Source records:
+ + + + + + +

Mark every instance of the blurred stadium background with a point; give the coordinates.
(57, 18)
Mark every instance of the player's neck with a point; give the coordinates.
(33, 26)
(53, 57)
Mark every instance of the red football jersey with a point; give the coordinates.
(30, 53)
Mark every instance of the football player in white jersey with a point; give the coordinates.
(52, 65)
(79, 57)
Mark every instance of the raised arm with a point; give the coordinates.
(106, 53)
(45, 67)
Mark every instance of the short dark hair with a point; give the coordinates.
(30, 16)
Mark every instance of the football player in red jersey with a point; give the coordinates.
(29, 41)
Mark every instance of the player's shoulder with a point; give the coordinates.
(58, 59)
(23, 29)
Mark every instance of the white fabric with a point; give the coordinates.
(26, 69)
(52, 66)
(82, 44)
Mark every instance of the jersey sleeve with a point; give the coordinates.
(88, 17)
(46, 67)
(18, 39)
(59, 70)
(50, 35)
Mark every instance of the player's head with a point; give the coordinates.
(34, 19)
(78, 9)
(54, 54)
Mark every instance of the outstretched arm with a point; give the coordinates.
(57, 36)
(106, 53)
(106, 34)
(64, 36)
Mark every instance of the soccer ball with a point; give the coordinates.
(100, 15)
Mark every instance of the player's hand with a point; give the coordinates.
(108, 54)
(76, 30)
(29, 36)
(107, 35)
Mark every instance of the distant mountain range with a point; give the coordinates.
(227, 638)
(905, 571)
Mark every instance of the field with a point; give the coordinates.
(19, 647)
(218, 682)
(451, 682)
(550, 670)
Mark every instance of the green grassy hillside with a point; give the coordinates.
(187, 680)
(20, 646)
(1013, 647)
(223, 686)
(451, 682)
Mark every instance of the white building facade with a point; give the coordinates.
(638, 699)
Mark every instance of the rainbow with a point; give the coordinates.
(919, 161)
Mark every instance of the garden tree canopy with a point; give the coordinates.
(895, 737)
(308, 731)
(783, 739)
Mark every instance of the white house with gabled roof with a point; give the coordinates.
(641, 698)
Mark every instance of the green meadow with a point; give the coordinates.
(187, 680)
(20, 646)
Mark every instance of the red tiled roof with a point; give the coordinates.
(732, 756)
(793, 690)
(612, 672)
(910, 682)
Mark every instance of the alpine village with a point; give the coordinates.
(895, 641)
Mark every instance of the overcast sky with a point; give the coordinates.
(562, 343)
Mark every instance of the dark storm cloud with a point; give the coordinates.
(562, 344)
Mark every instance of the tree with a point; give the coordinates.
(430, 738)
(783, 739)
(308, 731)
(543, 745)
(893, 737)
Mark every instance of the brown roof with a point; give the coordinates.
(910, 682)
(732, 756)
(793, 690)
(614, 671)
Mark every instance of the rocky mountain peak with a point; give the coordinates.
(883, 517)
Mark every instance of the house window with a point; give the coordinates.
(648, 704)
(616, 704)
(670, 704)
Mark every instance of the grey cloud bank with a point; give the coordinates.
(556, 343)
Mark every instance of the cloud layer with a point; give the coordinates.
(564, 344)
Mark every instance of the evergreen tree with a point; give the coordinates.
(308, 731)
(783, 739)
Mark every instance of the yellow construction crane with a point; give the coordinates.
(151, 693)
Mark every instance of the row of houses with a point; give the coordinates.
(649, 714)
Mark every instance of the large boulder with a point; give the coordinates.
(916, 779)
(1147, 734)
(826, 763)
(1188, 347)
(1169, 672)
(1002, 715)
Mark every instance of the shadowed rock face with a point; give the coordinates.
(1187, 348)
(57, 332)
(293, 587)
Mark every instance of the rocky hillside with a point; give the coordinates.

+ + + + + + +

◆ Your task ◆
Locate the line that contains "Mark every instance of the house", then please quote it and every line after it to the end of the entries above, exactly and with nothing else.

◆ Full response ◆
Mark every instance of the house window with a point; give the coordinates.
(648, 704)
(616, 704)
(670, 704)
Mark every instance of the grey cloud bank with a point; give the coordinates.
(556, 343)
Mark every instance of the cloud layer with a point; give the coordinates.
(564, 344)
Mark every instance of the evergreen tree with a point; give the coordinates.
(308, 731)
(783, 739)
Mark every instance of the yellow construction crane with a point; give the coordinates.
(151, 693)
Mark every instance of the row of houses with a point; give the coordinates.
(649, 714)
Mark every instance of the large boulder with a point; give the coordinates.
(916, 779)
(1147, 734)
(826, 763)
(1188, 347)
(1169, 672)
(1002, 715)
Mark every instance of the shadowed rock face with a point; give the coordinates.
(1187, 348)
(57, 332)
(293, 587)
Mark every instance of the rocky hillside with a point; give the coordinates.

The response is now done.